Pull out and copy each line from the records below that contains the word "nose".

━━━ Exercise inputs ━━━

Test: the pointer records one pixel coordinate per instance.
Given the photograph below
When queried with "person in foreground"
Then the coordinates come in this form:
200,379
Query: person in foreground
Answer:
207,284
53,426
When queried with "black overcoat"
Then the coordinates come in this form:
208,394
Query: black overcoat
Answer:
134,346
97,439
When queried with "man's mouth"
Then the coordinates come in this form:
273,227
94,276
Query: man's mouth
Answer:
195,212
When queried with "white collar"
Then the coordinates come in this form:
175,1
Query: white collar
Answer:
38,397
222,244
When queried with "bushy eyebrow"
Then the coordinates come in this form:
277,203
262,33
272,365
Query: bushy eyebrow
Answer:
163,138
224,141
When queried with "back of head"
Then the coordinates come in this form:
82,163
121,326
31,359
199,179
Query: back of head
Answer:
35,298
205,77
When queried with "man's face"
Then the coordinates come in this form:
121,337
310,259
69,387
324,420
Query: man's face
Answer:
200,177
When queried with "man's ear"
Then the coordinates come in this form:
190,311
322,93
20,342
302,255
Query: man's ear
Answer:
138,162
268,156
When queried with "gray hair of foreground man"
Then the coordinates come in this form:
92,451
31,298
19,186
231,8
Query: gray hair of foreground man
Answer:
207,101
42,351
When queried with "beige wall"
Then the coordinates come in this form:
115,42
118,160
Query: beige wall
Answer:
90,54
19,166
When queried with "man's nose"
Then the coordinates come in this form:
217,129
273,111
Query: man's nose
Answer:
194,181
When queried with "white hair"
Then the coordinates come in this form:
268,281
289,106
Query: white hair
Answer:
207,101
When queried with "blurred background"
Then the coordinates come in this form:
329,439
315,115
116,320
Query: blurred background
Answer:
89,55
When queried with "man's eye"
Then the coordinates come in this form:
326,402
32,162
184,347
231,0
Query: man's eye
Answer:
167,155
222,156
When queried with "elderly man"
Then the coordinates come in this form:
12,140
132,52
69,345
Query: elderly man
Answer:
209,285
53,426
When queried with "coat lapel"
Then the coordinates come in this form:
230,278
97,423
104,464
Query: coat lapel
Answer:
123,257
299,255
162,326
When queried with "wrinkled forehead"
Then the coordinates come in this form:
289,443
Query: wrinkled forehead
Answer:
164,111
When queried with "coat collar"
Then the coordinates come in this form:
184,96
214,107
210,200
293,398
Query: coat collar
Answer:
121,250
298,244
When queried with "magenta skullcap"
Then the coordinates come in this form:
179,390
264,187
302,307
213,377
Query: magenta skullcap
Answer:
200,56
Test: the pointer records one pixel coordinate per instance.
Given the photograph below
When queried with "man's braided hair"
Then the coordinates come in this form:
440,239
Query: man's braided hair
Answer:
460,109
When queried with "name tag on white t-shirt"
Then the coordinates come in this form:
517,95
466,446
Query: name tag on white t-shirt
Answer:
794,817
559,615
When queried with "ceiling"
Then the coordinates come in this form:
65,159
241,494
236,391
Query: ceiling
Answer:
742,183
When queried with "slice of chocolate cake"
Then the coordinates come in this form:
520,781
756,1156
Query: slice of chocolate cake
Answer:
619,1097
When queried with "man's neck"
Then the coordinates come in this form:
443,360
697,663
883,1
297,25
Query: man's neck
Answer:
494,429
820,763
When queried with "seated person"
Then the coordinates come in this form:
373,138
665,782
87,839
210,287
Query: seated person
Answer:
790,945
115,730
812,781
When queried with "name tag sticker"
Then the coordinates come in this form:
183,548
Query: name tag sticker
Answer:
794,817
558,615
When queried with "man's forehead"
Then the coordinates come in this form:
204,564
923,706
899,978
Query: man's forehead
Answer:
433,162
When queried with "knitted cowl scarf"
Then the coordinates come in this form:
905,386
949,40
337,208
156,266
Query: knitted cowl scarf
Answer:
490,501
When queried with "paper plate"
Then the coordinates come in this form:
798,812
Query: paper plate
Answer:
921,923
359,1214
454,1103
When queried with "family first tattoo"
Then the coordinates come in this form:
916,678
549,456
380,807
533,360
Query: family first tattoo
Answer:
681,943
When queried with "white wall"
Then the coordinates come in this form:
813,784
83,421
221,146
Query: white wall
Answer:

━━━

● Task output:
When queried with "man's nose"
Query: man's nose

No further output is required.